Exercise task: Every line from the one containing "Please point out the vignan's" to the final line of the material below must be reproduced exactly; leave out all other lines.

Provided material:
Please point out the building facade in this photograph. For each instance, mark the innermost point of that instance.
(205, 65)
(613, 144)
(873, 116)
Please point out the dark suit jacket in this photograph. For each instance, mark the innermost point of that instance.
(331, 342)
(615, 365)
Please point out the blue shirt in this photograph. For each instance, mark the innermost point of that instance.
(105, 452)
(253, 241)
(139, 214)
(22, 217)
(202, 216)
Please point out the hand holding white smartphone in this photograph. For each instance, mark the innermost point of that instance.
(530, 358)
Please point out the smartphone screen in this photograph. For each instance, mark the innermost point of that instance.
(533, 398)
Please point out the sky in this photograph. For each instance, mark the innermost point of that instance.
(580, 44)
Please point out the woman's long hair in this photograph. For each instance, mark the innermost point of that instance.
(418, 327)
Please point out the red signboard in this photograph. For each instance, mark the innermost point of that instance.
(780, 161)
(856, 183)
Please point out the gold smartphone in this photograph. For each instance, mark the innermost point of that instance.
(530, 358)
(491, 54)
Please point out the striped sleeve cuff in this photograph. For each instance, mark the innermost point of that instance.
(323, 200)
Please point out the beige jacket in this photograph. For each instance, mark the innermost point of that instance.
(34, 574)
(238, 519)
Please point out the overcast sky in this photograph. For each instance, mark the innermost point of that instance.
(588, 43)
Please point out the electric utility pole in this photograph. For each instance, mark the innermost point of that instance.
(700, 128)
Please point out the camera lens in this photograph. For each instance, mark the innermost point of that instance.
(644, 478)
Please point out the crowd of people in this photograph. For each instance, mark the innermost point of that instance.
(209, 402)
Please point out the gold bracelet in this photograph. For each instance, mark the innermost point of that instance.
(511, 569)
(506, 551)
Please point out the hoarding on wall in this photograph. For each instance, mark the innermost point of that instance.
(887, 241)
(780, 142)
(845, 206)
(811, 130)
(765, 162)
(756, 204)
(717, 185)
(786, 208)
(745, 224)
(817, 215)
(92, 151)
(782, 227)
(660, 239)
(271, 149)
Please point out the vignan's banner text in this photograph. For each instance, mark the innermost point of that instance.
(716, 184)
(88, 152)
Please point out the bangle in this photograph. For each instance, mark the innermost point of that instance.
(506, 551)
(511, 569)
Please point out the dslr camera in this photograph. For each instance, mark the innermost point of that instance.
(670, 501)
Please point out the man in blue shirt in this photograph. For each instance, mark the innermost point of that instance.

The reply:
Please point out the vignan's banner text in this photograph. For each instance, mark the innermost point of that instance.
(716, 184)
(88, 152)
Please point out the bangle in this photograph. For each instance, mark the innermost point of that instance.
(506, 551)
(511, 569)
Please point out the dslr camera in this photograph. For each instance, mark the innermost point of that instance.
(670, 501)
Please point out the man in blue shirt in this photograph. For each instance, mark the innermost point of that instance.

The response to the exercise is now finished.